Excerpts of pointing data
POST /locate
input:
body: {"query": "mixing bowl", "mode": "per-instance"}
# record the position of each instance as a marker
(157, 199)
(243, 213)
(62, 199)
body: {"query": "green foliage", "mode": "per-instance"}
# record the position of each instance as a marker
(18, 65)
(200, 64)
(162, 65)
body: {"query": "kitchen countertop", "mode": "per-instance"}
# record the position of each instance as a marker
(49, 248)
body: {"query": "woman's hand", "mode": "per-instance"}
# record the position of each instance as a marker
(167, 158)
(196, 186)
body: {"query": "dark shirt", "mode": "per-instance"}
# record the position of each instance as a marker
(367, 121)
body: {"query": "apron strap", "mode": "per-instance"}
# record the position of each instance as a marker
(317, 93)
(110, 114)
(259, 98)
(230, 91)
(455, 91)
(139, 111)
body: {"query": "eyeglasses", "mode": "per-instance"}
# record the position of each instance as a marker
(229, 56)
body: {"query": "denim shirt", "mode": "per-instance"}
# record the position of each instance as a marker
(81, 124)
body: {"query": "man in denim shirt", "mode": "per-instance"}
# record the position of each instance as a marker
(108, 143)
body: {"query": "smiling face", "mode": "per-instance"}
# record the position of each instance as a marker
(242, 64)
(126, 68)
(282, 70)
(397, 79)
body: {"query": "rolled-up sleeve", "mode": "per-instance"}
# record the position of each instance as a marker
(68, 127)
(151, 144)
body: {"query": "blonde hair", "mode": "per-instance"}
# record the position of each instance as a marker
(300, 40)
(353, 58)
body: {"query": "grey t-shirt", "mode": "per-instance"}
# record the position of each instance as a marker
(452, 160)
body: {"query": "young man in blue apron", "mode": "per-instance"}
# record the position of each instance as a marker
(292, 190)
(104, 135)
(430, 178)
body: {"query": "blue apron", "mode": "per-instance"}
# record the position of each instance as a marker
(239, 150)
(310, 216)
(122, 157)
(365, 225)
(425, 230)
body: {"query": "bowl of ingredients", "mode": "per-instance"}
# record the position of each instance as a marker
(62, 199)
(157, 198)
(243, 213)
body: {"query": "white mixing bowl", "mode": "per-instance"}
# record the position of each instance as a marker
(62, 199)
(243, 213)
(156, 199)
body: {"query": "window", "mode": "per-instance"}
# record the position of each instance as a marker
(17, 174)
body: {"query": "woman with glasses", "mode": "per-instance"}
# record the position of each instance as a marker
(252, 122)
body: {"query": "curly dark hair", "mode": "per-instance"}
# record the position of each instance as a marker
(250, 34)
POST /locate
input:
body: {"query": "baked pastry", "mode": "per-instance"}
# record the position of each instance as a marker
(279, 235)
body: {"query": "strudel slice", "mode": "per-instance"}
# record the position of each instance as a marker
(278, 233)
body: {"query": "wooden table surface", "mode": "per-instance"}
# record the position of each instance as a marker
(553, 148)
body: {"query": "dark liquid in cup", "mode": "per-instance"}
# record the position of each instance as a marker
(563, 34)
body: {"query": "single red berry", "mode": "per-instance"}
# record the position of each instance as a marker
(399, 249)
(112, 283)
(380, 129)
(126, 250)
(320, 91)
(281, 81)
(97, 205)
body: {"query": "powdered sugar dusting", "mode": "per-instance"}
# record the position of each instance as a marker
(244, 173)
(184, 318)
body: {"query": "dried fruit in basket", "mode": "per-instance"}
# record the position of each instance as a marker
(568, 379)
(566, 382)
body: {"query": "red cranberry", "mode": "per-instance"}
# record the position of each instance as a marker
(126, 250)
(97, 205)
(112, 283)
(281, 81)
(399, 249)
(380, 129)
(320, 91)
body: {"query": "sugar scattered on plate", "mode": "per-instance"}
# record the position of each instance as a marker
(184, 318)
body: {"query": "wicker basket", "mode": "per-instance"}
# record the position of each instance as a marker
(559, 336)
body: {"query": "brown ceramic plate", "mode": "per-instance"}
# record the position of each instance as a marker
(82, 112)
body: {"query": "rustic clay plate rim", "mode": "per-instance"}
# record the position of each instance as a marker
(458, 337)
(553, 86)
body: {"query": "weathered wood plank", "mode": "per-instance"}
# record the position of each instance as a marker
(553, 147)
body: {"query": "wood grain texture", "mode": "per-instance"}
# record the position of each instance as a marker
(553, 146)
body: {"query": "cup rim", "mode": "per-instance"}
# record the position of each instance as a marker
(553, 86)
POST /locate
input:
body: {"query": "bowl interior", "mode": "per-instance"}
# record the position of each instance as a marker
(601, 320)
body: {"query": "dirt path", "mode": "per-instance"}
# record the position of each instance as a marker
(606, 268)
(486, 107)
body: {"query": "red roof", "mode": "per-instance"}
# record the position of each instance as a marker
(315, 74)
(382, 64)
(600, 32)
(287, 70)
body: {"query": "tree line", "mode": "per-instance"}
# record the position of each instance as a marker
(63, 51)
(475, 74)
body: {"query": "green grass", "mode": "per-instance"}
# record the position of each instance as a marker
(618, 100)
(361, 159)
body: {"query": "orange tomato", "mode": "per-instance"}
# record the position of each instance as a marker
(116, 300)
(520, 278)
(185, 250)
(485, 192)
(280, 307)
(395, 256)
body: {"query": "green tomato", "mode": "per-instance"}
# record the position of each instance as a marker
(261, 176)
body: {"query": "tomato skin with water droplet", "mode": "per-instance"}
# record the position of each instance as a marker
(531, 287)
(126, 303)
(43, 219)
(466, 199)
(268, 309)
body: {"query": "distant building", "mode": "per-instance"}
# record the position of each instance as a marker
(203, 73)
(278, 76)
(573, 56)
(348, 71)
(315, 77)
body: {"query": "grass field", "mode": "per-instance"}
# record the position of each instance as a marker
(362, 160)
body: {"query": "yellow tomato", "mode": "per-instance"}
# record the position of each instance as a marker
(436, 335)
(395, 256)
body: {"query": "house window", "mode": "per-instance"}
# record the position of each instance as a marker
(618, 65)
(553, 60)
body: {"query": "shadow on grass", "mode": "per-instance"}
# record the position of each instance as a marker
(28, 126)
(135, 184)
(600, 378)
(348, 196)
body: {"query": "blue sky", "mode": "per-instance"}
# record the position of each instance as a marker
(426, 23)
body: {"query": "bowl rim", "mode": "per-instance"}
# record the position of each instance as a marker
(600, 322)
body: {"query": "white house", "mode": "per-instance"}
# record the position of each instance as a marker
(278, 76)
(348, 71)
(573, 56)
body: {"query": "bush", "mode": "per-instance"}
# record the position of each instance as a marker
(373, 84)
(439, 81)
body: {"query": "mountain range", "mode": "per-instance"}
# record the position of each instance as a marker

◆ Stated problem
Retype the records that precede this task, keeping them exactly the same.

◆ Full output
POST /locate
input:
body: {"query": "mixing bowl", "mode": "per-instance"}
# record the position of each instance as a marker
(157, 199)
(243, 213)
(62, 199)
body: {"query": "green foliage", "mode": "per-instance"}
# record the position of each instance as a marker
(18, 65)
(200, 64)
(162, 65)
body: {"query": "kitchen countertop", "mode": "per-instance"}
# record the position of each instance as a marker
(49, 248)
body: {"query": "woman's hand", "mode": "per-instance"}
# record the position of each instance as a marker
(167, 158)
(196, 186)
body: {"query": "dark shirt", "mode": "per-instance"}
# record the position of each instance as a marker
(367, 121)
body: {"query": "apron strap", "mode": "per-instance"}
# record the position of each instance as a marker
(317, 93)
(110, 114)
(259, 98)
(230, 91)
(455, 91)
(139, 111)
body: {"query": "eyeglasses", "mode": "per-instance"}
# record the position of each instance as a marker
(229, 56)
body: {"query": "denim shirt", "mode": "per-instance"}
# record the position of each instance as a marker
(81, 124)
body: {"query": "man in denim shirt", "mode": "per-instance"}
# record the position of each instance as a marker
(108, 143)
body: {"query": "smiling face", "mode": "per-instance"}
# record the position of each instance as a marker
(242, 64)
(126, 68)
(282, 70)
(397, 79)
body: {"query": "rolled-up sleeve", "mode": "per-instance"}
# record the position of each instance as a marker
(68, 127)
(151, 144)
body: {"query": "blonde hair", "mode": "per-instance"}
# record the position of each instance as a marker
(300, 40)
(353, 58)
body: {"query": "grey t-shirt", "mode": "per-instance"}
# record the position of each instance as a marker
(452, 160)
body: {"query": "young man in blue apron", "mode": "per-instance"}
# record the position of each instance as a marker
(292, 190)
(104, 135)
(430, 178)
body: {"query": "blue apron", "mode": "per-instance"}
# record the position of each instance as a marker
(239, 150)
(310, 216)
(122, 157)
(365, 225)
(425, 230)
body: {"query": "bowl of ingredients", "mode": "per-instance"}
# record the position of each instance as a marker
(62, 199)
(157, 198)
(243, 213)
body: {"query": "white mixing bowl", "mode": "per-instance"}
# record the position of each instance as a marker
(62, 199)
(243, 213)
(156, 199)
body: {"query": "window", "mode": "per-instance"}
# record the position of each instance as a marker
(17, 174)
body: {"query": "woman with glasses", "mode": "per-instance"}
# record the position of each instance as a marker
(252, 122)
body: {"query": "curly dark hair", "mode": "per-instance"}
# record the position of each instance as a marker
(250, 34)
POST /locate
input:
body: {"query": "baked pastry", "mode": "per-instance"}
# record the position of each instance as a marker
(279, 235)
body: {"query": "strudel slice", "mode": "per-instance"}
# record the position of each instance as a marker
(278, 233)
body: {"query": "wooden table surface", "mode": "per-instance"}
# record the position of each instance as a marker
(553, 148)
body: {"query": "dark liquid in cup", "mode": "per-instance"}
# record the position of each instance as a marker
(563, 34)
body: {"query": "single red berry", "mode": "per-instance"}
# record the position of each instance as a marker
(399, 249)
(112, 283)
(380, 129)
(126, 250)
(320, 91)
(281, 81)
(97, 205)
body: {"query": "powdered sugar dusting", "mode": "per-instance"}
# record the position of each instance as a marker
(244, 173)
(184, 318)
body: {"query": "dried fruit in basket", "mode": "per-instance"}
# record the position of each instance as a marker
(568, 379)
(566, 382)
body: {"query": "red cranberry", "mode": "per-instance"}
# record the position of each instance as a marker
(126, 250)
(97, 205)
(112, 283)
(281, 81)
(399, 249)
(380, 129)
(320, 91)
body: {"query": "sugar scattered on plate", "mode": "per-instance"}
# record the position of each instance as a marker
(184, 318)
body: {"query": "wicker basket", "mode": "per-instance"}
# record the position of each instance as a marker
(559, 336)
body: {"query": "brown ceramic plate", "mode": "per-instance"}
# record the position of each instance as a marker
(82, 112)
body: {"query": "rustic clay plate rim", "mode": "per-instance"}
# record the position of each instance as a marker
(458, 337)
(553, 86)
body: {"query": "weathered wood plank", "mode": "per-instance"}
# record the position of each instance as a marker
(553, 147)
body: {"query": "wood grain texture", "mode": "per-instance"}
# record the position of each instance as a marker
(553, 146)
body: {"query": "cup rim", "mode": "per-instance"}
# record the position of each instance as a marker
(553, 86)
POST /locate
input:
body: {"query": "bowl interior", "mode": "per-instance"}
# record the position of each instance as a marker
(601, 320)
body: {"query": "dirt path", "mode": "per-instance"}
# record the position of each instance as a marker
(606, 268)
(486, 107)
body: {"query": "red roof", "mode": "per-instance"}
# record the position of each instance as a marker
(315, 74)
(382, 64)
(600, 32)
(287, 70)
body: {"query": "tree line", "mode": "per-instance"}
# record the position of each instance as a marker
(63, 51)
(475, 74)
body: {"query": "green grass", "mode": "per-instance"}
# record the position of each instance as a marker
(618, 100)
(361, 159)
body: {"query": "orange tomato", "mode": "per-instance"}
# record the position of each instance as a marker
(116, 300)
(520, 278)
(185, 250)
(485, 192)
(280, 307)
(395, 256)
body: {"query": "green tomato", "mode": "per-instance"}
# record the position of each instance as a marker
(261, 176)
body: {"query": "tomato skin with water droplet", "mode": "per-instance"}
# record the position of each instance as a marker
(531, 287)
(126, 303)
(43, 219)
(466, 199)
(268, 309)
body: {"query": "distant building", "mode": "per-instance"}
# record the position of each instance as a marker
(203, 73)
(278, 76)
(573, 56)
(348, 71)
(315, 77)
body: {"query": "grass field", "mode": "per-instance"}
# record the position of each instance as a marker
(362, 160)
body: {"query": "yellow tomato", "mode": "per-instance"}
# record the position of each instance as a marker
(436, 335)
(395, 256)
body: {"query": "house window", "mode": "per-instance"}
# record the position of each instance as a marker
(618, 65)
(553, 60)
body: {"query": "shadow on grass", "mode": "per-instance"}
# record the position of each instance as a marker
(28, 126)
(135, 184)
(600, 378)
(348, 196)
body: {"query": "blue sky", "mode": "per-instance"}
# record the position of each instance as a marker
(426, 23)
body: {"query": "bowl rim", "mode": "per-instance"}
# record the position of each instance as a marker
(600, 322)
body: {"query": "white house", "mode": "per-instance"}
# record the position of each instance as a marker
(278, 76)
(348, 71)
(573, 56)
body: {"query": "bush", "mode": "per-instance"}
# record the position of each instance as a marker
(373, 84)
(439, 81)
body: {"query": "mountain range", "mode": "per-instance"}
# record the position of each instance as a marker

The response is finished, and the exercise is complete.